• Work request: Every entry must be transcribed exactly as written.
===== Source data
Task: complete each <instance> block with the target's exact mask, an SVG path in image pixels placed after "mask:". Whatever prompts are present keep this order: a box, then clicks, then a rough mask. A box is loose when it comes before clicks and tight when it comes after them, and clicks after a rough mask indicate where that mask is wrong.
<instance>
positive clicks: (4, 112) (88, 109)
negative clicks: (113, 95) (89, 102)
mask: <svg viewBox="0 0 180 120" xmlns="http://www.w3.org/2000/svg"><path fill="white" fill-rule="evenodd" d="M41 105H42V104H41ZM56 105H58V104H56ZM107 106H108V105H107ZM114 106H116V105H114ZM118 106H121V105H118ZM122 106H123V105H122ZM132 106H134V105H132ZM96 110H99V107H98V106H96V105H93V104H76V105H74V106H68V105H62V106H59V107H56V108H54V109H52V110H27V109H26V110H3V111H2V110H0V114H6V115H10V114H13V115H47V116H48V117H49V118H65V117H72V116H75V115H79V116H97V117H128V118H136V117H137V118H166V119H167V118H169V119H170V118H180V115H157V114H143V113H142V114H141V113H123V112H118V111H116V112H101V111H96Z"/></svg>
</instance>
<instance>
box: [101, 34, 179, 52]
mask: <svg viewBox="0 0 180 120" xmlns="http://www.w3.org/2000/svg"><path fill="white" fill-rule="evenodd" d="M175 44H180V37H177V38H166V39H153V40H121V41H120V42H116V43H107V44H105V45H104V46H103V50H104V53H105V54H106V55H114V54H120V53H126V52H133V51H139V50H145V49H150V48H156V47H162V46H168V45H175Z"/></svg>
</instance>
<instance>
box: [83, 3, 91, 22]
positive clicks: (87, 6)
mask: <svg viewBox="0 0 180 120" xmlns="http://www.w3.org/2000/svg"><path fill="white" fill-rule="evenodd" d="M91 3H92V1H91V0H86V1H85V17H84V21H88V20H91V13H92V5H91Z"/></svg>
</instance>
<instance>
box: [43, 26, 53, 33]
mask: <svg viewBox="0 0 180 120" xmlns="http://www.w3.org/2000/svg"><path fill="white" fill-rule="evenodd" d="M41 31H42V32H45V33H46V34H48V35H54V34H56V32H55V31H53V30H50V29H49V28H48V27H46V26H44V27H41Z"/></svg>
==========
• Reply to the task:
Task: complete each <instance> block with the target's exact mask, an SVG path in image pixels placed after "mask:". Whatever prompts are present keep this order: a box, then clicks, then a rough mask. A box is loose when it comes before clicks and tight when it comes after them, and clicks after a rough mask indicate where that mask is wrong.
<instance>
positive clicks: (4, 112) (88, 109)
negative clicks: (113, 95) (89, 102)
mask: <svg viewBox="0 0 180 120" xmlns="http://www.w3.org/2000/svg"><path fill="white" fill-rule="evenodd" d="M41 105H42V104H41ZM56 105H58V104H56ZM107 106H108V105H107ZM114 106H116V105H114ZM118 106H121V105H118ZM122 106H123V105H122ZM132 106H134V105H132ZM96 110H99V107H98V106H96V105H93V104H76V105H74V106H68V105H62V106H59V107H56V108H54V109H52V110H27V109H26V110H3V111H2V110H0V114H6V115H10V114H13V115H47V116H48V117H49V118H65V117H72V116H75V115H79V116H97V117H128V118H136V117H137V118H166V119H167V118H169V119H170V118H180V115H157V114H143V113H142V114H141V113H123V112H118V111H116V112H101V111H96Z"/></svg>
</instance>
<instance>
box: [101, 34, 179, 52]
mask: <svg viewBox="0 0 180 120" xmlns="http://www.w3.org/2000/svg"><path fill="white" fill-rule="evenodd" d="M175 44H180V37H177V38H166V39H153V40H121V41H120V42H116V43H107V44H105V45H104V46H103V50H104V53H105V54H106V55H114V54H120V53H126V52H133V51H139V50H145V49H150V48H156V47H162V46H168V45H175Z"/></svg>
</instance>
<instance>
box: [83, 3, 91, 22]
positive clicks: (87, 6)
mask: <svg viewBox="0 0 180 120" xmlns="http://www.w3.org/2000/svg"><path fill="white" fill-rule="evenodd" d="M91 3H92V1H91V0H86V1H85V17H84V21H88V20H91V13H92V5H91Z"/></svg>
</instance>
<instance>
box: [43, 26, 53, 33]
mask: <svg viewBox="0 0 180 120" xmlns="http://www.w3.org/2000/svg"><path fill="white" fill-rule="evenodd" d="M41 31H42V32H45V33H46V34H48V35H54V34H56V32H55V31H53V30H50V29H49V28H48V27H46V26H44V27H41Z"/></svg>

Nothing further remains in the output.